### Task directions
In the excerpt on tobacco lawsuits below, why did the 1987 immunity clause get the nickname "napkin deal"?

(Excerpt to read Opens)

The reemergence of individual lawsuits in California is but one of the legal challenges facing Big Tobacco--widely, but wrongly, assumed to have disposed of its liability problems a couple of months ago when it reached a $206-billion legal settlement with the states. While getting rid of the state suits, the industry still faces hundreds of claims by individual smokers and dozens of class-action suits--along with a pending criminal probe by the Justice Department.

In California, claims like Henley’s were prohibited under a 1987 tort reform law that banned such suits on grounds that the risks of smoking were universally known. The immunity clause became notorious as the “napkin deal” because it was sketched out on a napkin at a popular Sacramento restaurant.

Protection from lawsuits in the country’s most populous and staunchly anti-smoking state was a tremendous boon to the industry. Indeed, dozens of cases pending at the time the tort law was adopted were summarily dismissed--and perhaps hundreds that might have been filed over the next decade were not.

(Excerpt to read Closes)
(Entries shown Opens)

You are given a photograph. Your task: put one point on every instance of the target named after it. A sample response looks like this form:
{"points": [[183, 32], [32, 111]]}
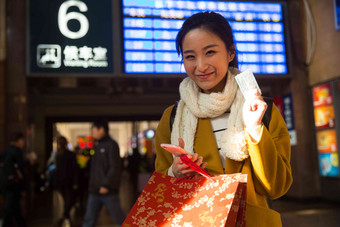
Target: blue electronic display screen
{"points": [[150, 28]]}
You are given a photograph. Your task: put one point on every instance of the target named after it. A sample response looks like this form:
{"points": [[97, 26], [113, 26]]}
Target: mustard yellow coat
{"points": [[268, 165]]}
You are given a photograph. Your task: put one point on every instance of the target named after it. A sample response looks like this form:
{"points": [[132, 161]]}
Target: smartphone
{"points": [[174, 149]]}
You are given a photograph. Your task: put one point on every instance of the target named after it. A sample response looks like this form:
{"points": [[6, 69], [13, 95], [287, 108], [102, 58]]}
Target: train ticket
{"points": [[247, 83]]}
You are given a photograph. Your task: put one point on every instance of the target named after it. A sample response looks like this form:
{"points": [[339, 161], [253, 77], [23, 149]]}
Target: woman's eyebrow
{"points": [[204, 48]]}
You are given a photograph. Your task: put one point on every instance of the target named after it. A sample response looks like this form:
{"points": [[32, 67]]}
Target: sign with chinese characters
{"points": [[70, 36]]}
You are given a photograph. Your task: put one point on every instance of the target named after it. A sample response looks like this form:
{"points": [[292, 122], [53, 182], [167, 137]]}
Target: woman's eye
{"points": [[188, 57], [210, 52]]}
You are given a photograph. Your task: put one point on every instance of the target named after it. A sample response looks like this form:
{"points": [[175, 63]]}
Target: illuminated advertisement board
{"points": [[326, 119], [150, 28], [70, 36]]}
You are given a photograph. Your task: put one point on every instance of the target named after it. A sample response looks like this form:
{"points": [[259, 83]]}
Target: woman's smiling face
{"points": [[206, 59]]}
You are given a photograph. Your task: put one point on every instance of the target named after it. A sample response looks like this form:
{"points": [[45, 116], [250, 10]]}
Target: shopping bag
{"points": [[194, 202]]}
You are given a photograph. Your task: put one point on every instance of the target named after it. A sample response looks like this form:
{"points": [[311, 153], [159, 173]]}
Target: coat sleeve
{"points": [[112, 176], [163, 135], [270, 158]]}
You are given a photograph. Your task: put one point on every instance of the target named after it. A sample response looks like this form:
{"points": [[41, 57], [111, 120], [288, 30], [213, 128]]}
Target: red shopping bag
{"points": [[190, 202]]}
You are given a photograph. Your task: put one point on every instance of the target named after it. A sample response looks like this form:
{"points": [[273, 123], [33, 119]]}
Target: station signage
{"points": [[70, 36]]}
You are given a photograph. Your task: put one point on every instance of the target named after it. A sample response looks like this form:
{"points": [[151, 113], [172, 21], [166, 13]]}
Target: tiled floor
{"points": [[45, 211]]}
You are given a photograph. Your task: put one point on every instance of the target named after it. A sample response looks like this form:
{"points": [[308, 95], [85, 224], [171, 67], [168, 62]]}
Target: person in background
{"points": [[11, 167], [104, 182], [223, 132], [65, 178]]}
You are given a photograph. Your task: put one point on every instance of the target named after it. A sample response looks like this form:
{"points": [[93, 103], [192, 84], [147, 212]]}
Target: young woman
{"points": [[223, 132]]}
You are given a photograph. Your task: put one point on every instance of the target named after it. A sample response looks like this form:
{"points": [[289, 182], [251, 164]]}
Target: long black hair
{"points": [[212, 22]]}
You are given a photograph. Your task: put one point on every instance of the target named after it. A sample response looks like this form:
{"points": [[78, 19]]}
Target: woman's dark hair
{"points": [[15, 136], [62, 141], [212, 22]]}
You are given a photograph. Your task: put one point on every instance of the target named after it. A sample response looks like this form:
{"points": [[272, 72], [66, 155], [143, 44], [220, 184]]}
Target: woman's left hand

(Entries shown Closes)

### Answer section
It was sketched out on a napkin at a popular Sacramento restaurant.